Records drawn from a dataset:
··········

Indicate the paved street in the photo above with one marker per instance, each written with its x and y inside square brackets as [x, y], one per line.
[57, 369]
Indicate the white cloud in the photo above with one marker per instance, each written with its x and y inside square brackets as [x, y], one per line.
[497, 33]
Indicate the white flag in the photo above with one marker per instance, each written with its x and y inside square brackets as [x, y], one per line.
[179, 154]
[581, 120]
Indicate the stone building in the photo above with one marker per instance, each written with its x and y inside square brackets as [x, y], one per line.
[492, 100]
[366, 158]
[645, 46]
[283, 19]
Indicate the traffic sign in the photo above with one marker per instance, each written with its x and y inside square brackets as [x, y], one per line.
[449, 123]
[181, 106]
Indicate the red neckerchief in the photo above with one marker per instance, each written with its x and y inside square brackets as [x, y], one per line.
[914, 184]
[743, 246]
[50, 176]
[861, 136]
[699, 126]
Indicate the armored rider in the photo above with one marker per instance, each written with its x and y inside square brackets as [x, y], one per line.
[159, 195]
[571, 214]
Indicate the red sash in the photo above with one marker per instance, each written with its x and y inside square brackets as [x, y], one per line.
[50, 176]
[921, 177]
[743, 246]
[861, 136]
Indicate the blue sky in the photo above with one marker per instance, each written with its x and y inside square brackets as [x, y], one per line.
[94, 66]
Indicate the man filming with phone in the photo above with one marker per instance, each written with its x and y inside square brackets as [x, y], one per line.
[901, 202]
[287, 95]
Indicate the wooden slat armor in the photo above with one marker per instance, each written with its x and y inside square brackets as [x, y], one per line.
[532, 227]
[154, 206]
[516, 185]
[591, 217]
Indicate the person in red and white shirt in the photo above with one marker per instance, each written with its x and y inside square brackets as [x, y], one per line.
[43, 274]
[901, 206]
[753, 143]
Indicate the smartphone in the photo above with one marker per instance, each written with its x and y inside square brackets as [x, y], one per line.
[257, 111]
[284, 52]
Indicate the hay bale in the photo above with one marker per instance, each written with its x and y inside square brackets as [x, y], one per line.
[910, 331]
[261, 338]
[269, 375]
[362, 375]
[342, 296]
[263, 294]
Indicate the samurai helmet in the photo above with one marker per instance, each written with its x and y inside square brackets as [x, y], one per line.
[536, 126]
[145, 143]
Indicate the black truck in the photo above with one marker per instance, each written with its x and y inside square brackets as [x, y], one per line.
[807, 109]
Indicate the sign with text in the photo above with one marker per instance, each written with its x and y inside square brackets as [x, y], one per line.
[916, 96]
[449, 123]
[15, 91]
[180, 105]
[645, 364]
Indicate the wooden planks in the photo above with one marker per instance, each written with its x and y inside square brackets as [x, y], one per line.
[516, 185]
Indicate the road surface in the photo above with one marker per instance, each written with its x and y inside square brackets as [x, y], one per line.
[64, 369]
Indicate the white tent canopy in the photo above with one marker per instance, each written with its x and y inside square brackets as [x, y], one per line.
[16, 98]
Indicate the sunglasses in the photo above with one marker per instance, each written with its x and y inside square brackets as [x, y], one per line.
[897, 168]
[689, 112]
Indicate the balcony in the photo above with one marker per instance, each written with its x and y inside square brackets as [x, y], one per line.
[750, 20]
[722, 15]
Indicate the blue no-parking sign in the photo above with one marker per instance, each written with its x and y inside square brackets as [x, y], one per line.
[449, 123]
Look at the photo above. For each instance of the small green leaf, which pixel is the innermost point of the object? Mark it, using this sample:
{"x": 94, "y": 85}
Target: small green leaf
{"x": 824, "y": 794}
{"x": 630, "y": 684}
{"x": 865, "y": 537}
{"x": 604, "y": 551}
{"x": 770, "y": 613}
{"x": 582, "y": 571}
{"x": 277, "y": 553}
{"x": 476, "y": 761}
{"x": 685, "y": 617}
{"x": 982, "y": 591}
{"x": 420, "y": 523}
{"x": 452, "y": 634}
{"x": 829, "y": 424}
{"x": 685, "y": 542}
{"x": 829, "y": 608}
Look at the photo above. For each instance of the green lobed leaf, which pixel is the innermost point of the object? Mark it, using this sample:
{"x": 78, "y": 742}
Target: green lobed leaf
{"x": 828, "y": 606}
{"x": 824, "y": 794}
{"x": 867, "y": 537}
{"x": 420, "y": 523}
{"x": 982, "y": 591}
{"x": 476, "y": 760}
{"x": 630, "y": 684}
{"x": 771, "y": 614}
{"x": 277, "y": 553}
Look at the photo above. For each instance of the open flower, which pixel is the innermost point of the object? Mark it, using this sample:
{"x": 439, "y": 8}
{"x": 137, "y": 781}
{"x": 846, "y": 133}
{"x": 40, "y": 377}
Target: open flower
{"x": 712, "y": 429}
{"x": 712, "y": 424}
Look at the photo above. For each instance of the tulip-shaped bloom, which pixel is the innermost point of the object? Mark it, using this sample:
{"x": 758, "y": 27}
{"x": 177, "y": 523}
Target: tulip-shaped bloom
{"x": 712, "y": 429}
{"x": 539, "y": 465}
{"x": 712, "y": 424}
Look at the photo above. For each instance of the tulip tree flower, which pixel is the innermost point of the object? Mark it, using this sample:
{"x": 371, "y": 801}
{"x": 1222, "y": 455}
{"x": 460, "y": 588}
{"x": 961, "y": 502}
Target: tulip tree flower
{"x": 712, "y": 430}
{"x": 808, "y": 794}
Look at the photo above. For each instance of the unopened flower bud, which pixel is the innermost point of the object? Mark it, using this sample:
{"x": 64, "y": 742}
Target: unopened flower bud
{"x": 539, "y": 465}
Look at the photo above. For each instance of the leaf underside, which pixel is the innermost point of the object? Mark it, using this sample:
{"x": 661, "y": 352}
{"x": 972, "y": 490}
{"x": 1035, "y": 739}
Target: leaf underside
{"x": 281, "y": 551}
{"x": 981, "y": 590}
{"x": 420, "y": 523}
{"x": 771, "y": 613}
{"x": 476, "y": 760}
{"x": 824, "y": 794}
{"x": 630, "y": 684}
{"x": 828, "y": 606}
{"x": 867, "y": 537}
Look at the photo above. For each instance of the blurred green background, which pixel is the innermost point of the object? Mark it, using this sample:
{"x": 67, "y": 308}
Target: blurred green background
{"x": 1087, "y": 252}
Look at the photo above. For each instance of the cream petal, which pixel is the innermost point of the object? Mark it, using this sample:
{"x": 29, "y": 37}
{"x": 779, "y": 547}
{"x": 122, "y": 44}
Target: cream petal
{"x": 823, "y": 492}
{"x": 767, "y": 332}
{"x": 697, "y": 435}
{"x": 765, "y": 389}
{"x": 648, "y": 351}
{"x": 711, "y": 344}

··········

Work task: Copy out each record above exactly, leaving nothing out.

Answer space:
Indicate the paved street in the photo above with one marker per instance, each written with its x and y inside square brackets as [x, y], one per line.
[57, 369]
Indicate the white cloud in the photo above with one marker per instance, each written with its x and y inside square brackets as [x, y], one per line.
[497, 33]
Indicate the white flag in the photo above with one marker per instance, each written with its x and y inside square brackets as [x, y], one per line.
[179, 154]
[581, 120]
Indicate the stone building in the photo above with one marker per instance, each written with its x and y inside square brackets as [x, y], one per line.
[492, 100]
[366, 158]
[645, 46]
[283, 19]
Indicate the traffic sign in the photo above with one marker per instance, each written with its x and y inside square brackets as [x, y], one per line.
[449, 123]
[181, 106]
Indicate the red neckerchief in the photo above with one marker per instance, each written with its x and y inside square brackets as [x, y], one per line.
[914, 184]
[743, 246]
[50, 176]
[861, 136]
[699, 126]
Indicate the armored rider in the photo above with one marker per instance, each written with its x and y inside square brackets as [x, y], one per line.
[159, 195]
[571, 214]
Indicate the red sash in the photo above with one marker per instance, each written with its x and y inside square brackets as [x, y], one per line.
[50, 176]
[921, 177]
[743, 246]
[861, 136]
Indicate the blue sky in the photo above with one marker per instance, each written with its x and y inside square brackets as [x, y], one per line.
[94, 66]
Indicate the man filming with phone in the photo above with one marker per instance, each written with its x and y inside square brackets as [x, y], one per line.
[901, 202]
[287, 95]
Indicate the wooden slat armor in the photo above with one marker per instance, each written with its x and y inside square brackets as [x, y], one per line.
[532, 227]
[154, 206]
[516, 185]
[591, 217]
Indicate the person in red and white shirt in the photo above with one marker per instance, each written with its x and y inside square brackets as [x, y], one per line.
[43, 274]
[901, 206]
[753, 143]
Indicate the smartphone in the photo above with one marker per instance, each written with its x and y inside square brackets as [x, y], one per line.
[257, 111]
[284, 52]
Indicate the hay bale in the photo above with one marker per instance, each written with its x and y inside square brackets as [x, y], one per line.
[910, 331]
[261, 338]
[269, 375]
[362, 375]
[342, 296]
[263, 294]
Indicate the samurai helmet in the photo above with one marker per instance, each written with its x and y inside square brackets as [x, y], one per line.
[536, 126]
[145, 143]
Indicate the black truck in the photo above with one marker per instance, each written with its x and y inside square brackets as [x, y], one per line.
[807, 109]
Indicate the sign with text in the photo above with one marker per instance, each written with its x and y inside square brackets as [x, y], one per line.
[916, 96]
[449, 123]
[15, 91]
[180, 105]
[645, 364]
Indicate the wooden planks in the photo above with one marker per instance, each written with its x and y inside square brackets as [x, y], one per line.
[516, 185]
Indicate the road surface in the photo above with one marker per instance, each written with its x and y inside square brackets as [x, y], one per line.
[64, 369]
Indicate the white tent canopy in the photo above with one marker per instance, each written with its x and y inside square brackets as [x, y], one per line.
[16, 98]
Indicate the sunglasses in the photo above with one marker per instance, each written with its x and y inside square brackets as [x, y], one per line.
[897, 168]
[689, 112]
Indicate the balcony in the photo above with one marker per instance, each written with its x and y inside square brackets as [x, y], one per line.
[750, 20]
[722, 15]
Indicate the blue no-parking sign in the photo above with one marker per instance, each written with its x and y inside square brackets as [x, y], one per line.
[449, 123]
Look at the photo above. For each instance of the small green leaf, which pixel is the innermost point of the object? Mark it, using this sample:
{"x": 94, "y": 85}
Target: small green leaf
{"x": 824, "y": 794}
{"x": 630, "y": 684}
{"x": 865, "y": 537}
{"x": 604, "y": 551}
{"x": 770, "y": 613}
{"x": 582, "y": 571}
{"x": 277, "y": 553}
{"x": 476, "y": 761}
{"x": 685, "y": 617}
{"x": 982, "y": 591}
{"x": 420, "y": 523}
{"x": 452, "y": 634}
{"x": 829, "y": 424}
{"x": 685, "y": 542}
{"x": 829, "y": 608}
Look at the photo above. For each instance of the green lobed leaf, which pixel is the innermost point of the object? Mark it, using this sample:
{"x": 78, "y": 742}
Target: green lobed leaf
{"x": 828, "y": 606}
{"x": 824, "y": 794}
{"x": 867, "y": 537}
{"x": 420, "y": 523}
{"x": 982, "y": 591}
{"x": 476, "y": 760}
{"x": 630, "y": 684}
{"x": 771, "y": 614}
{"x": 277, "y": 553}
Look at the photo above. For each instance of the open flower, which pixel is the innermost point of the object? Mark it, using this sample:
{"x": 439, "y": 8}
{"x": 137, "y": 781}
{"x": 846, "y": 133}
{"x": 40, "y": 377}
Target: open flower
{"x": 712, "y": 429}
{"x": 712, "y": 424}
Look at the photo above. For each instance of the tulip-shaped bloom, which pixel is the innermost point of the object? Mark it, using this sample:
{"x": 758, "y": 27}
{"x": 177, "y": 523}
Target: tulip-shaped bloom
{"x": 712, "y": 429}
{"x": 539, "y": 465}
{"x": 712, "y": 424}
Look at the photo above. For each instance of the tulip tree flower, which pixel is the innermost point of the object? Mark it, using this sample:
{"x": 371, "y": 801}
{"x": 1222, "y": 455}
{"x": 460, "y": 588}
{"x": 961, "y": 502}
Target: tulip tree flower
{"x": 712, "y": 430}
{"x": 808, "y": 794}
Look at the photo above. For each instance of the unopened flower bud, which pixel is the innermost point of the object? Mark it, using this sample:
{"x": 64, "y": 742}
Target: unopened flower bud
{"x": 539, "y": 465}
Look at the photo above. For each instance of the leaf underside, which pixel is the innermost point of the object? Mark it, using this sample:
{"x": 661, "y": 352}
{"x": 972, "y": 490}
{"x": 1035, "y": 739}
Target: leaf underside
{"x": 281, "y": 551}
{"x": 981, "y": 590}
{"x": 420, "y": 523}
{"x": 771, "y": 613}
{"x": 476, "y": 760}
{"x": 824, "y": 794}
{"x": 630, "y": 684}
{"x": 828, "y": 606}
{"x": 867, "y": 537}
Look at the photo above. For each instance of the blurred green background, which pixel is the innermost point of the object? Mark it, using this sample:
{"x": 67, "y": 308}
Target: blurred green background
{"x": 1087, "y": 252}
Look at the photo above. For each instance of the cream petal, which pixel is the innermost point of the object? Mark it, using this sample:
{"x": 29, "y": 37}
{"x": 779, "y": 547}
{"x": 122, "y": 44}
Target: cream petal
{"x": 823, "y": 492}
{"x": 767, "y": 332}
{"x": 697, "y": 435}
{"x": 765, "y": 389}
{"x": 648, "y": 351}
{"x": 711, "y": 344}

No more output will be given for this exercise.